#### Passage to read:
On the eve of society’s collapse, the pride turned absolutely disgusting [300]. Most of the pottery and art became warped, lewd and pornographic [301]. Mass production fed trade networks which branched across the continent and resources were exploited on a massive scale [302]/ [303]. Food production became intense, and the general health of the people correspondingly deteriorated; the incidence of disease increased significantly and life expectancies dropped drastically [304]. Body piercing became the norm [305], tobacco and drugs were used widely; smoking was done in smoke houses and in private homes, with cigarettes and with pipes [306]. Huge ball courts covered the land [307], in some places ball players rose to the state of gods [308]. The ball games became very bloody [309], and in many places they were accompanied with mass killing and human sacrificing of the winners or losers depending on the local religion [310]; in other areas the losers become the slaves of the winners’ rulers [311]. Many people wasted their income on various forms of gambling—they rooted on their favorite teams, or played games of chance with dice and bones [312]. In many areas the workmanship of the structures built during this period was poor, but it was covered with decorative plaster, and was elaborately finished [313]. Cultic symbols and status symbols are found everywhere [314].

#### What this task involves:
Answer these questions from the passage on society's collapse:
1. In some areas, what happened to the losers of the ball games?
2. What covered the poor workmanship of structures built during this period?
3. In what places was smoking done?

Spatial localization data
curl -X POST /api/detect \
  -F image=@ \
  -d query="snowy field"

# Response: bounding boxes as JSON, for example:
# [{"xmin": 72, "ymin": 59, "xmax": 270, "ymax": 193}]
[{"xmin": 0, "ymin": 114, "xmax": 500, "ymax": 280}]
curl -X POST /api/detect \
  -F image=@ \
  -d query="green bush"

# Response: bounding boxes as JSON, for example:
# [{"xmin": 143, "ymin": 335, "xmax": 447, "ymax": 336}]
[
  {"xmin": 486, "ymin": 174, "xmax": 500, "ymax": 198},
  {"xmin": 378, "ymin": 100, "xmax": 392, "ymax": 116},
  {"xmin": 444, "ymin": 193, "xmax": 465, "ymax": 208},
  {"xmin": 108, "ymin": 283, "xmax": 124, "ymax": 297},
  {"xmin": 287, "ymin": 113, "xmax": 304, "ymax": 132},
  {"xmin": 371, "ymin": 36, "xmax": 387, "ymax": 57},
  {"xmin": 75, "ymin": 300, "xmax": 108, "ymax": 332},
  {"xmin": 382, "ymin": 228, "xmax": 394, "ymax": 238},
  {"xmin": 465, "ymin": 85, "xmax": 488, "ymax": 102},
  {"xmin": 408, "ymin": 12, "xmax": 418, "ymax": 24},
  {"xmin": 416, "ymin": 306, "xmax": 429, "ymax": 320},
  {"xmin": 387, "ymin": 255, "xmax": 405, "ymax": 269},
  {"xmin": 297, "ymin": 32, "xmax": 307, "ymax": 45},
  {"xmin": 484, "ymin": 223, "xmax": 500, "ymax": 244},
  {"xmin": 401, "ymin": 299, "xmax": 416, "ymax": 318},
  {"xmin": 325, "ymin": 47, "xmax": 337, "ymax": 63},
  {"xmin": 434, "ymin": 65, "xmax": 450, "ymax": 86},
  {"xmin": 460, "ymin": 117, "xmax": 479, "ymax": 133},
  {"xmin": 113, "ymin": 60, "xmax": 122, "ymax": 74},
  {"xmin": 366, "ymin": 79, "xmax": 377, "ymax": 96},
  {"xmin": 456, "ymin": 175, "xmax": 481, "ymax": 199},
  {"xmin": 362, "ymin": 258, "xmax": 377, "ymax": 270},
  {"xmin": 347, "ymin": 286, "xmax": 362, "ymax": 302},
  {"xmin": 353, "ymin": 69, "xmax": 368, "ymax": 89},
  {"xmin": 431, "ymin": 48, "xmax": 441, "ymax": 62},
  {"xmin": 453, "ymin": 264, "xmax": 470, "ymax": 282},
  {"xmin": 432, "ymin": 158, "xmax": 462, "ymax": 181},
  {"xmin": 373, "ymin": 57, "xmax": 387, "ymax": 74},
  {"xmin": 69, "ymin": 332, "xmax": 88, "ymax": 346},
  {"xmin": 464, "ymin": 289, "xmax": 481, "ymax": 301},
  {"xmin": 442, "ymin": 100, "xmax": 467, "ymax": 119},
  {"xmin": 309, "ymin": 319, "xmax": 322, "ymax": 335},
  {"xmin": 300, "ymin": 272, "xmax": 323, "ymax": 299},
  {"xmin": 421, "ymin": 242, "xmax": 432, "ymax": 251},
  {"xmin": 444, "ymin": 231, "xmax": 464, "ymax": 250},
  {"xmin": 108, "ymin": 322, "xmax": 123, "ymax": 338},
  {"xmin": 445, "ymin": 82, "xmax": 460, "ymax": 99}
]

#### Reply:
1. They became the slaves of the winners' rulers.
2. Decorative plaster.
3. In smoke houses and in private homes.